Goal | Copy out exactly the lines from the one containing "Find the olive" to the end of the records below, both included, and nothing else.

--- start of Input for this task ---

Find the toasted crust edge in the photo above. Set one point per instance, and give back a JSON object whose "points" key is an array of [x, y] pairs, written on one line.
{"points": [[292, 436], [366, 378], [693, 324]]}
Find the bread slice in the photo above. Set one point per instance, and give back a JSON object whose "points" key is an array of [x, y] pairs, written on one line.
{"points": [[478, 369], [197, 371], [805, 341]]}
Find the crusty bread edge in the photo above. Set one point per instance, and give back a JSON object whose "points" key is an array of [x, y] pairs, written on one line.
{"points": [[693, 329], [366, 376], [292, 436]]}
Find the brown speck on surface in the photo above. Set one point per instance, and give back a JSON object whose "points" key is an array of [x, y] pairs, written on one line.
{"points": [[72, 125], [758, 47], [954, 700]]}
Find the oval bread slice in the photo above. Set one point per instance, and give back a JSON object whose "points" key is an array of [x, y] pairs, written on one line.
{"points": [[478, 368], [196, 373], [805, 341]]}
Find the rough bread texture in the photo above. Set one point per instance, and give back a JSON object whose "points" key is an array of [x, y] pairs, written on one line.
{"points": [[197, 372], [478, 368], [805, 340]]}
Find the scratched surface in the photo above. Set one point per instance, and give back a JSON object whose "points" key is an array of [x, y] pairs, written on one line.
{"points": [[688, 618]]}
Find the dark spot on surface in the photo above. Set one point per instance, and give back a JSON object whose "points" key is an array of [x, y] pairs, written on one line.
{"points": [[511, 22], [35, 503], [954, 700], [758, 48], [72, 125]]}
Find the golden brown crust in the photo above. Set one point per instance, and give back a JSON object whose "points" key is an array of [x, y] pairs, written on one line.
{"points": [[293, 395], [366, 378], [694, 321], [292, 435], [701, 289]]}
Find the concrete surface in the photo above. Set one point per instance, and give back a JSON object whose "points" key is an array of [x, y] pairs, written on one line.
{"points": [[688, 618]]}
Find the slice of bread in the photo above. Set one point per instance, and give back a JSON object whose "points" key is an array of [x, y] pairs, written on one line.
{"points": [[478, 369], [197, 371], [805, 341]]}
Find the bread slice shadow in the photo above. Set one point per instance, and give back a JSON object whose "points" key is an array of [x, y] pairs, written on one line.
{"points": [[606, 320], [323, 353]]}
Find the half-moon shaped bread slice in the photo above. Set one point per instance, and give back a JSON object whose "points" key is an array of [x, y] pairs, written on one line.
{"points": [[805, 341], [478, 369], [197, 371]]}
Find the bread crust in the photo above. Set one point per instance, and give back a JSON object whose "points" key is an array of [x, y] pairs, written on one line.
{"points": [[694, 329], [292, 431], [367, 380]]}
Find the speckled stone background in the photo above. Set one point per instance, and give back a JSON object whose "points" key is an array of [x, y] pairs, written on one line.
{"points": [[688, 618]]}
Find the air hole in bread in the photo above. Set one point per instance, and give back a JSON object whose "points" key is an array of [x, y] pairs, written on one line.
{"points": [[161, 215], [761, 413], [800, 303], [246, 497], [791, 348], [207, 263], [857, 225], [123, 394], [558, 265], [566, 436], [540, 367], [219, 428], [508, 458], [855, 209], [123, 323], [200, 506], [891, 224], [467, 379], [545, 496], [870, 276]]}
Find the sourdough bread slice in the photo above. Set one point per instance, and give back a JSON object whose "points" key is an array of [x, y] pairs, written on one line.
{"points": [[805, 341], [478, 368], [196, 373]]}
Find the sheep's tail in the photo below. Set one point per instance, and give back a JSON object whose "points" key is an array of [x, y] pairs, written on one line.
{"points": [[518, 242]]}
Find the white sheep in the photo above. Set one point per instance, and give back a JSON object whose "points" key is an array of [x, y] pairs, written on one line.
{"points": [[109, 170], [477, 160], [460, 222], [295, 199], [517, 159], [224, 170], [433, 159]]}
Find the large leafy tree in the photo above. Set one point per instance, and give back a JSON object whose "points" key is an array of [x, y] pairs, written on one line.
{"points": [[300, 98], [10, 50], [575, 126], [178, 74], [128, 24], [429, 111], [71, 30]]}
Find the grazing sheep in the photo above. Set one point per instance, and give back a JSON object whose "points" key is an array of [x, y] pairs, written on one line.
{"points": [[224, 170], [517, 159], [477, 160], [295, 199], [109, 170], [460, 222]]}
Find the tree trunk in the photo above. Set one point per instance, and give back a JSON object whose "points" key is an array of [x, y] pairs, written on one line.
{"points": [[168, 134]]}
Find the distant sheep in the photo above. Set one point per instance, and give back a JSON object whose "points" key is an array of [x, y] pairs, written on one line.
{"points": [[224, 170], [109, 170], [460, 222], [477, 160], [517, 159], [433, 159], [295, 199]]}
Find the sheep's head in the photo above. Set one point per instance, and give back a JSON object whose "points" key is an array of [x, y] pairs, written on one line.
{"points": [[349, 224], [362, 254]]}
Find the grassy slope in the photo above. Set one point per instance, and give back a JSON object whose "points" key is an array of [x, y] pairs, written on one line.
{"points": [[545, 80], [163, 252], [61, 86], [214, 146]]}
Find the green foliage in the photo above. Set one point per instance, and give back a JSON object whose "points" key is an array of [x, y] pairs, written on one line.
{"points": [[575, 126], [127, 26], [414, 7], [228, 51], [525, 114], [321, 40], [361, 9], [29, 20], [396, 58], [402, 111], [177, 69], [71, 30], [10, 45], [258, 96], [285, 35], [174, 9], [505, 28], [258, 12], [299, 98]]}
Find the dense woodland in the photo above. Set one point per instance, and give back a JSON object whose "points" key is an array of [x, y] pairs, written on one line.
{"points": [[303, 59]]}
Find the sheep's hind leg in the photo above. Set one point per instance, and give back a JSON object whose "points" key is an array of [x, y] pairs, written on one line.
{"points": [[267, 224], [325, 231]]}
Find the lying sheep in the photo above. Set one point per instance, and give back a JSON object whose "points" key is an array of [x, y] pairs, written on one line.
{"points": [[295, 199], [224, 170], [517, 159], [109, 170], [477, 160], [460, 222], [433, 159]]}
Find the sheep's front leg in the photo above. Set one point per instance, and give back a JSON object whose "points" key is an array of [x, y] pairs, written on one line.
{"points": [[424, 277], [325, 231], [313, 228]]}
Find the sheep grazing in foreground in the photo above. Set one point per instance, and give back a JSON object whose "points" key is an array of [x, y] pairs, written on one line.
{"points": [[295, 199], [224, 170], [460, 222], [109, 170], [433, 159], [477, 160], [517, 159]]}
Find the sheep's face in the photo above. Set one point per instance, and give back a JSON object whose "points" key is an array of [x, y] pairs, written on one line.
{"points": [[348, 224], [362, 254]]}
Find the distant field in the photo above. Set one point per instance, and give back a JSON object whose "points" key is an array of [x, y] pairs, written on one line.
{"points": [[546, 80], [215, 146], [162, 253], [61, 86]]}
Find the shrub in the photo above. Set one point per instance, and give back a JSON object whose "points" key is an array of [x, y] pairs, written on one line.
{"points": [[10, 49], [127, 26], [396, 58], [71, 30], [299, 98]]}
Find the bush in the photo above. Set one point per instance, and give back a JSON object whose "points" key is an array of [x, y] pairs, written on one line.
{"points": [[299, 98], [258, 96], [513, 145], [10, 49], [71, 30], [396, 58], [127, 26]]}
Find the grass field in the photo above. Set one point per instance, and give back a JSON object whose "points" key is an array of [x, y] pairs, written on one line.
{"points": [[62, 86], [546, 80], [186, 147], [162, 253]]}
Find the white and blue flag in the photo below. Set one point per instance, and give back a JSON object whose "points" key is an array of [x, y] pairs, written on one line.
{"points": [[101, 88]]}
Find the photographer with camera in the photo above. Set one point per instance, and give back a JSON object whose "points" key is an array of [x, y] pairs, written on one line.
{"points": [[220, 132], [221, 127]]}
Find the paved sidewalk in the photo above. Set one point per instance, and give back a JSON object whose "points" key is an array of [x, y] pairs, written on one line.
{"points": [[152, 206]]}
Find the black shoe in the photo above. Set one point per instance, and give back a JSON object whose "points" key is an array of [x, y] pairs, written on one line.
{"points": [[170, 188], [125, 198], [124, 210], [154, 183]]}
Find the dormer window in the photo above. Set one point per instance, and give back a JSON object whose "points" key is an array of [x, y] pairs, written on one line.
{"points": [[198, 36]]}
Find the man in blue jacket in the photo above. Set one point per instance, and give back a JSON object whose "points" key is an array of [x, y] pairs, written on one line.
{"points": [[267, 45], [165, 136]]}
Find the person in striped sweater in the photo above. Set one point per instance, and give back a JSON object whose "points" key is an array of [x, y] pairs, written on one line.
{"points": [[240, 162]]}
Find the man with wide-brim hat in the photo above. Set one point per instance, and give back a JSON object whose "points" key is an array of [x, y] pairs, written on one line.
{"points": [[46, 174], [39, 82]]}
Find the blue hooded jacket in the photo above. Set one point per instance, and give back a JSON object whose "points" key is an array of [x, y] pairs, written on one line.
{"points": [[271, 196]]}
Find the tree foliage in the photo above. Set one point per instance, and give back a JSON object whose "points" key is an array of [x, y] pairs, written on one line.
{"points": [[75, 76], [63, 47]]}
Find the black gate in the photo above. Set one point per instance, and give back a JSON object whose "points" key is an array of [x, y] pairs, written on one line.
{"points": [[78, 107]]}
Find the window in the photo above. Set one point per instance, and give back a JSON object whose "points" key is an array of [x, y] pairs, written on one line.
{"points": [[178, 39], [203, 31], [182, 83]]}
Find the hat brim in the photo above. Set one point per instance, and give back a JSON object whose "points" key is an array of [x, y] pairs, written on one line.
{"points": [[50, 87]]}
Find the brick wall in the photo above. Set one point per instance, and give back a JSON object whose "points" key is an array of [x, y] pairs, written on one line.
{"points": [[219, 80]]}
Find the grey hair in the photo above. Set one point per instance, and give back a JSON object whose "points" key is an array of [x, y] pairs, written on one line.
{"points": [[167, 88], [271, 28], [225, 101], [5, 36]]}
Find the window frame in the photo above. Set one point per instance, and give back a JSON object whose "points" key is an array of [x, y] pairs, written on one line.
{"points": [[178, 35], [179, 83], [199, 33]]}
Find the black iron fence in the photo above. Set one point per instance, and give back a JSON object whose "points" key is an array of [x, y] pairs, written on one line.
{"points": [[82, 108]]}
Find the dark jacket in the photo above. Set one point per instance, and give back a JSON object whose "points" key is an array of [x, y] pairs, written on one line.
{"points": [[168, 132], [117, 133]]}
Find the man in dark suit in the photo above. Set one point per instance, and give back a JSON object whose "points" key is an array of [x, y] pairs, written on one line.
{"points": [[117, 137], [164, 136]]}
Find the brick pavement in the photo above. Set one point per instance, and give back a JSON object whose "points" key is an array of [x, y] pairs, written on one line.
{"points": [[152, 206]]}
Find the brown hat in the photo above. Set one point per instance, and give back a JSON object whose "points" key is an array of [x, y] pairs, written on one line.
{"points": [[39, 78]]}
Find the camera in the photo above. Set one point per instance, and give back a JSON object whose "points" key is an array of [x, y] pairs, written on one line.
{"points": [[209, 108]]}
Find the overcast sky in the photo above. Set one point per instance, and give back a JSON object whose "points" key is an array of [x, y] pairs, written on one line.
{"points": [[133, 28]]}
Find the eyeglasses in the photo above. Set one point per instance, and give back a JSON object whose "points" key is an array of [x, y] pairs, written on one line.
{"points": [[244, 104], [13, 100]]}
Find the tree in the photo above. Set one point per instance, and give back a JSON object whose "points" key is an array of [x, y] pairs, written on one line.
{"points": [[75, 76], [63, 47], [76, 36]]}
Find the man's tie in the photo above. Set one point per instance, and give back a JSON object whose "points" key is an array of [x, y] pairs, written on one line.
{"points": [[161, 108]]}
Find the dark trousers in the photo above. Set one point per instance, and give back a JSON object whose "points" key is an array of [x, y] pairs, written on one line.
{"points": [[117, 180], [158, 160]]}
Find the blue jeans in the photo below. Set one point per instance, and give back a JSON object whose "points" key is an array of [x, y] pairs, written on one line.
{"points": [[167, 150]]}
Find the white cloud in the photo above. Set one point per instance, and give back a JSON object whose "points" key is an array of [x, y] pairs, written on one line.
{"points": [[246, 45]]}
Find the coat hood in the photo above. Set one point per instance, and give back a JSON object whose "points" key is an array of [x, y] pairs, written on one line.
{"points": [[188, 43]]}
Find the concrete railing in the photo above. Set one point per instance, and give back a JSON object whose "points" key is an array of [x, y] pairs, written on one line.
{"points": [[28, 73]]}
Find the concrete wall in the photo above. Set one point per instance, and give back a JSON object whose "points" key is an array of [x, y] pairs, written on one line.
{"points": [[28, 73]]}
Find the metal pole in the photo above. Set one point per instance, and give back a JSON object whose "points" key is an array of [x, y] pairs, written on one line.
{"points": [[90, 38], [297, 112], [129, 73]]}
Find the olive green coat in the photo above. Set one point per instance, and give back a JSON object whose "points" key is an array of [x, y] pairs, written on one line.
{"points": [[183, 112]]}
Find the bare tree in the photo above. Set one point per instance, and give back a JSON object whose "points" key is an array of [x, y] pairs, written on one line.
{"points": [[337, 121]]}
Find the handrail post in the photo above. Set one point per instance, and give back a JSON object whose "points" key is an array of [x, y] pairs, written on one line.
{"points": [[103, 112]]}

--- end of Input for this task ---

The solution |
Find the olive green coat in the photo above. Set one point per instance, and give back a JSON object whose "points" key is an array of [x, y] pairs, written on one line.
{"points": [[183, 112]]}
Find the bare tree in the photo above. Set one point per instance, and give back a JSON object whose "points" key is an array of [x, y] pairs, written on one line.
{"points": [[337, 121]]}
Find the handrail post in the photo above. Set one point per instance, and give back a JSON object whose "points" key is an array of [x, y] pairs, written on one line.
{"points": [[103, 112]]}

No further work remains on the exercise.